PROBLEMS TO WORK ON:
**A.** In the pug grooming text, list every item it names as a possible cause of blemishes or breakouts on a pug.
**B.** According to the pug grooming text, where do a pug's blemishes often appear?
**C.** Continue the pug grooming text from the point where it stops.

SOURCE EXTRACT:
First of all, your pug doesn’t care about fancy sheet masks (but here’s one for you, if you want to throw yourself a pug-themed spa day). Your pug can get all sorts of funky stuff in his or her facial folds, though. Without regular cleaning and drying, they can become a breeding ground for yeast and bacteria.


Every day you should very gently clean your pug’s face. Use a very soft unscented baby wipe to clean the folds, then a tissue to dry them thoroughly. Watch for any signs of infection or inflammation in the folds and take them to the vet right away if they seem uncomfortable or itchy.


During your spa time with your pug, you can wash their folds in the sink or tub (with the rest of their body, of course). Be sure that you are gentle and let the folds dry thoroughly. Moisture can cause major issues with folds.


You may also notice your pug gets occasional blemishes. These often appear near their folds or on their chin. If you’re using plastic water dishes or food bowls, this may be the culprit. Switch to stainless steel whenever possible. Plastic, rubber, and nylon toys can also cause breakouts. So it might be time to cool it on the chew toys for a while. Never pop or squeeze a blemish on your dog. Don’t use human acne creams either, as they can be toxic. Simply keep your pug’s face clean with water. Blemishes usually clear up fairly quickly, once you stop using the offending bowl or toy. If it’s not going away, or you’re concerned about a cyst or lump, get your pug to the vet right away.


Don’t Neglect Pugs’ Velvety Ears


Pug ears are so soft and velvety. Plus, how cute is it when one ear gets flipped up? All pug lovers, universally adore these soft little ears. Pugs (and other brachycephalic) dogs can suffer from ear issues, however. Unlike Frenchies and other flat-faced breeds, pug ears are floppy, which makes them a perfect place for dirt and infection. With flat faces and sinuses, your pug doesn’t have a lot of facial real estate for ear drainage.


Use a soft cloth or tissue to clean your pug’s ears. Because of the shape of the ear canal, you can go pretty deep without worrying about hurting your pug (but use common sense and be careful). It’s always best to ask your vet to show you the proper ear cleaning technique the first time you give dog ear cleaning a shot.


Your vet may recommend some ear cleaning drops that can be squirted right into your pug’s ears. Your pug will then shake his head (spraying ear drops everywhere, so be prepared). While this can be a bit of a messy process, the drops work wonders for addressing bacterial infections lurking in your pug’s ears.

PROVIDED RECORDS:
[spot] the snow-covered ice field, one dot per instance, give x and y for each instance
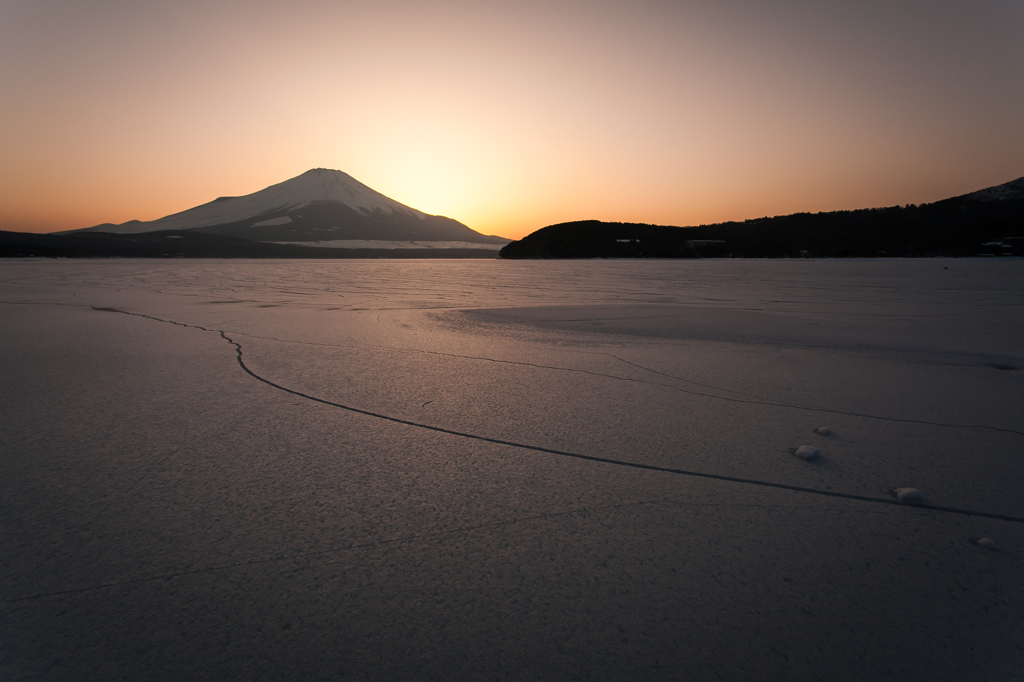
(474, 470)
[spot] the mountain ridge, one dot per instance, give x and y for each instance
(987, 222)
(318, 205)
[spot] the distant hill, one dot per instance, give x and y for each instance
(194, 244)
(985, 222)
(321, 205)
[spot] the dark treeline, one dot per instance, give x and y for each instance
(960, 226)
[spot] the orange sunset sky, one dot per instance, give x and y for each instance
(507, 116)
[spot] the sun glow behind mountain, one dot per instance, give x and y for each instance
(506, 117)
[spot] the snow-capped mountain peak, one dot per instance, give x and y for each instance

RESULTS FOR THE EXERCISE:
**A.**
- plastic water dishes
- plastic food bowls
- plastic toys
- rubber toys
- nylon toys

**B.** Near their folds or on their chin.

**C.**
Inspect the ear area for redness or inflammation. Give it a sniff as well. Your pug’s ears should smell clean (not yeasty or funky). If you notice anything amiss, get your pug to the dogtor right away. Ear issues can cause permanent damage if left unchecked. They can also make your pug miserable and even cause issues with his or her balance and depth perception.


Addressing Nose Funk


Pugs have adorable noses. Often their facial folds and nose floof practically hide their nose from view. While this is super cute, it also makes it tough for your pug to breathe. Your pug may also have easy access to licking his or her nose, constantly.


All of this goo and nose activity can make for a very crusty nose. Again, brachycephalic dogs struggle with respiratory issues. These issues can be compounded by allergies. Just like your nose hurts when it runs often, pug noses become dry, crusty, and sore if too.


First of all, never pick your pug’s nose crust. It can be tempting to pick at their nose, especially if it seems dry, crusty, or “funky.” But unfortunately, picking off the protective thick crust can lead to infection and soreness. Instead treat your pug’s nose, like chapped lips. Keep it clean, make sure your pug stays hydrated. Address any allergies with your vet. Apply a little bit of coconut oil and/or petroleum jelly to your pug’s nose regularly. Some owners also like to use Bag Balm but always check with your vet first.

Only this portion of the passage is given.